▶ _SELECTED TEXT_
--- start ---

# Fresh Turkey For Dinner



## certified106 (Apr 30, 2013)

It's been a long rough winter.......So to shake it off I went Turkey hunting
I got this 19lb gobbler less than 24 hours ago and cooked up the breasts using some oak chunks on the kamado tonight. 
I have had a bit of trouble with these bad boys getting dry before so I mixed up some Creole Butter and inject the breast before throwing them on. After Injecting them I dusted one with some yardbird rub and one with some Fin and Feather rub. 
I chopped up a fresh spinach and lettuce salad from the garden topped off with fresh grated parmesean and olive garden dressing. The meal was simple but delicious and in my book it just doesn't get much better than fresh food.









You can see the creole seasoning mix


----------



## Eatonpcat (Apr 30, 2013)

Nice...


----------



## thewoodlands (Apr 30, 2013)

Looks good.


----------



## lukem (Apr 30, 2013)

I cooked up a bird my BIL got over the weekend.  Chunked up the breasts into about 1.5"x1.5" cubes, dusted with salt/pepper/garlic powder and wrapped them with a strip of bacon and grilled them on direct heat.  Goooo-ood.


----------



## bogydave (Apr 30, 2013)

Best score this Spring!
Congrats !


----------



## mudbug250 (May 1, 2013)

Brine that baby on the bone for 2 or 3 days then smoke it.  Mine turns out terrific.


----------



## raybonz (May 4, 2013)

Man I bet that is gonna taste great Cert!

Ray


----------



## ScotO (May 4, 2013)

Nice gobbler, Certified!!  That cooked breast looks phenominal!  I can almost taste it from here!
I've always said if you cook the wild turkey the right way, it tastes MUCH better than farm raised.  I always cook my wild turkeys whole, I jack them full of Tony Chacheries Butter Creole marinade, or a concoction of apple juice, butter, and garlic.  I set the roaster to 225, put the turkey in for at LEAST 12 hours......absolutely amazing.  Nice and moist, falls off the bone.

Anyway, I'm hoping to bag one myself here soon.  Season came in two weeks ago and I haven't been able to make it out in the woods yet.  My grandma (whom I was VERY close to) passed away last week and the funeral was Saturday morning.  This morning, I just couldn't drag myself out of bed, due to burnin' the candle at both ends all week......


----------



## PapaDave (May 4, 2013)

Wondered where you've been, Scotty.
Condolences on the loss of your grammy (that's what our gk's call Bev).
certified, that looks good enough to eat.


----------



## raybonz (May 4, 2013)

Scotty Overkill said:


> Nice gobbler, Certified!! That cooked breast looks phenominal! I can almost taste it from here!

--- end ---

▶ _SUPPLIED DATA_
--- start ---

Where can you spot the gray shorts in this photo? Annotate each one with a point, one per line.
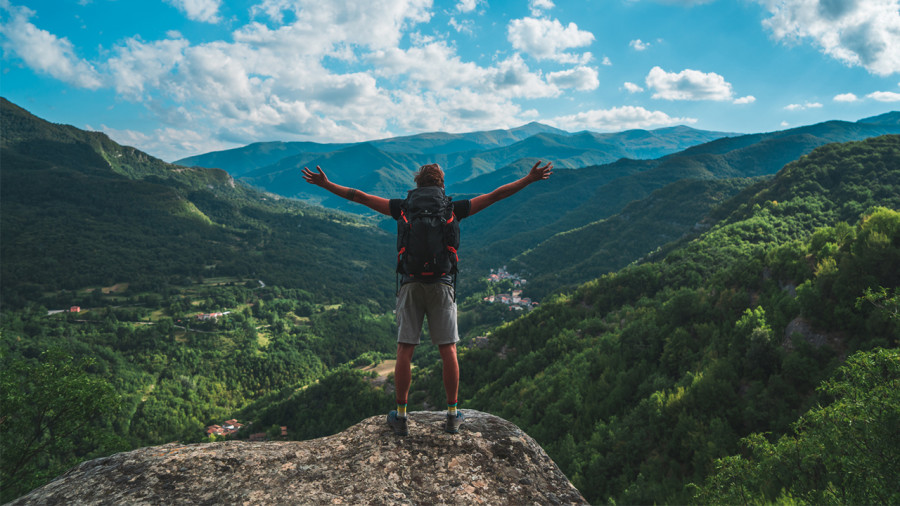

--- end ---

▶ _YOUR TASKS_
• A. In the turkey thread, what kind of wood did certified106 use to cook the breasts on the kamado?
• B. Continue the turkey thread from where it stops.
The data comes from a separate source.

▶ _WRITTEN RESPONSES_
• A. Oak chunks.

• B.
> I've always said if you cook the wild turkey the right way, it tastes MUCH better than farm raised. I always cook my wild turkeys whole, I jack them full of Tony Chacheries Butter Creole marinade, or a concoction of apple juice, butter, and garlic. I set the roaster to 225, put the turkey in for at LEAST 12 hours......absolutely amazing. Nice and moist, falls off the bone.
> 
> Anyway, I'm hoping to bag one myself here soon. Season came in two weeks ago and I haven't been able to make it out in the woods yet. My grandma (whom I was VERY close to) passed away last week and the funeral was Saturday morning. This morning, I just couldn't drag myself out of bed, due to burnin' the candle at both ends all week......


Scott very sorry to hear of your grandmother's passing.. I too was very close to my grandparents but they are all gone now..

Ray


----------



## ScotO (May 4, 2013)

raybonz said:


> Scott very sorry to hear of your grandmother's passing.. I too was very close to my grandparents but they are all gone now..
> 
> Ray


Thank you, my friend!  She was a great woman.  Tough as nails, yet one of the most loving people I've ever known.
Not to derail this thread, but one of those little memories She'd get up early Saturday morning, and she'd cook bacon or sausage in the cast iron skillet.  Then she'd fry the tater's up in that bacon grease, and put a couple of eggs, diced up onions and garlic in there....mmmmmm.

Everytime I make those taters, it reminds me of her.....made them the other night for supper.  I'll miss her dearly.


----------



## Seasoned Oak (May 4, 2013)

I just spooked a big wild turkey hen off her nest in my back yard the other day. She was sittin on about 10 big eggs.Went back 2 days later to check and the whole family was gone,no egg shells or nothin. Is it possible she MOVED the entire nest of eggs? If a fox got em or they hatched there would at least be shells or something. NOT?


----------



## ScotO (May 4, 2013)

If she did move the eggs, it wouldn't be too far off from the original nest.  Best not to disturb her, if you can avoid it.


----------



## Seasoned Oak (May 4, 2013)

Scotty Overkill said:


> If she did move the eggs, it wouldn't be too far off from the original nest. Best not to disturb her, if you can avoid it.


Thats what i thought,so i didnt bother to look. Its loaded with wild turkeys around here,i see a flock every time i go for a walk down the old rail trail behind my place,guess they dont have a lot of predators in this area.Lots of deer too, and occasional black bear.


----------



## ScotO (May 4, 2013)

Seasoned Oak said:


> Thats what i thought,so i didnt bother to look. Its loaded with wild turkeys around here,i see a flock every time i go for a walk down the old rail trail behind my place,guess they dont have a lot of predators in this area.Lots of deer too, and occasional black bear.


The turkey population has BOOMED in the past several years in PA, mostly due to the lack of real winters.  Winters usually thin the turkeys out big time.  Turkeys get down in the deep snow to try and feed, and become easy targets for predators.  In deep snow, the turkey cannot get a running start to get into the air.....

Seeing a lot more bears here, too.  But the deer are still kinda thin in this area.  I'm hoping this new CWD outbreak doesn't get embedded into the population.  But I fear it's gonna be really ugly for the white tailed deer in the near future here.

http://wearecentralpa.com/fulltext?nxd_id=441892


----------



## Seasoned Oak (May 4, 2013)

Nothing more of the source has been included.